## [What you need to do]
Please copy out the entries below, replacing "template" with "format" and keeping everything else the same.
◆ ◆ ◆
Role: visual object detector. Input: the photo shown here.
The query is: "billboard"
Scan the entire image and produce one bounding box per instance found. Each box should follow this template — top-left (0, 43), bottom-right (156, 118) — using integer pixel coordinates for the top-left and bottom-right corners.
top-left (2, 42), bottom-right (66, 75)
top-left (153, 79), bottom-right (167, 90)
◆ ◆ ◆
## [Answer to this problem]
Role: visual object detector. Input: the photo shown here.
The query is: "billboard"
Scan the entire image and produce one bounding box per instance found. Each box should follow this format — top-left (0, 43), bottom-right (156, 118) — using integer pixel coordinates for the top-left and bottom-right corners.
top-left (2, 42), bottom-right (66, 75)
top-left (153, 79), bottom-right (167, 90)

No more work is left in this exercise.